Reproduce word for word the lines below, starting with the line that contains "indicate the woman, one dot per instance" and going on through the line that contains "Target: woman", both included.

[start Records supplied]

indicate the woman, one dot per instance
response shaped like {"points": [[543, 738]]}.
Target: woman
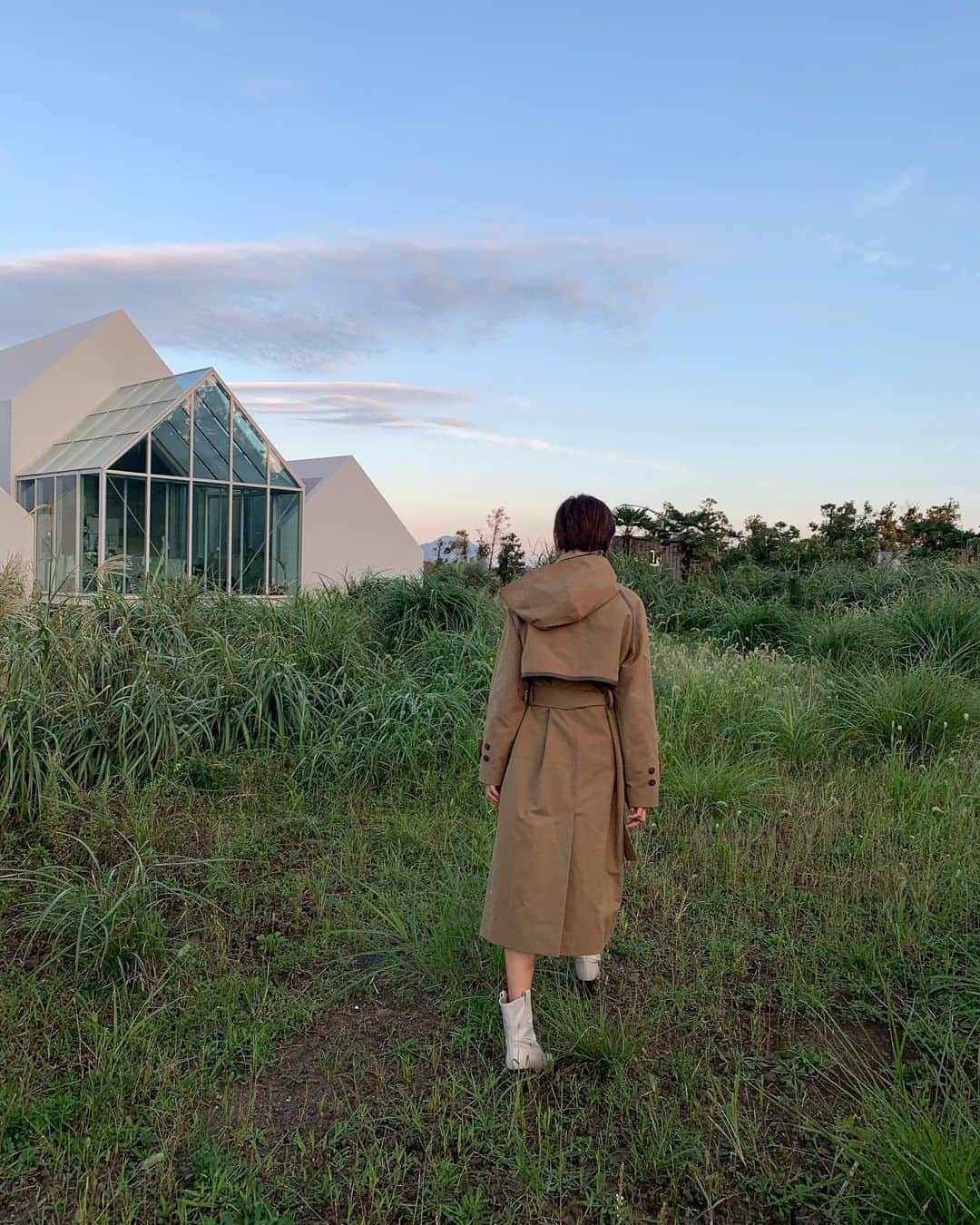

[end Records supplied]
[start Records supplied]

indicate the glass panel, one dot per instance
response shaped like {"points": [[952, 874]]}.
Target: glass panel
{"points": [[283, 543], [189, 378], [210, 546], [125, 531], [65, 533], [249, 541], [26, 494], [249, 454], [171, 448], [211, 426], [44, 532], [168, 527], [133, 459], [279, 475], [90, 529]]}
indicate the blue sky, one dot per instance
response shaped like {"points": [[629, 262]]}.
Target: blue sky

[end Records supplied]

--- Solution to this task ---
indicate the woman, one dot per instance
response shaped like {"points": [[543, 738]]}.
Target: woman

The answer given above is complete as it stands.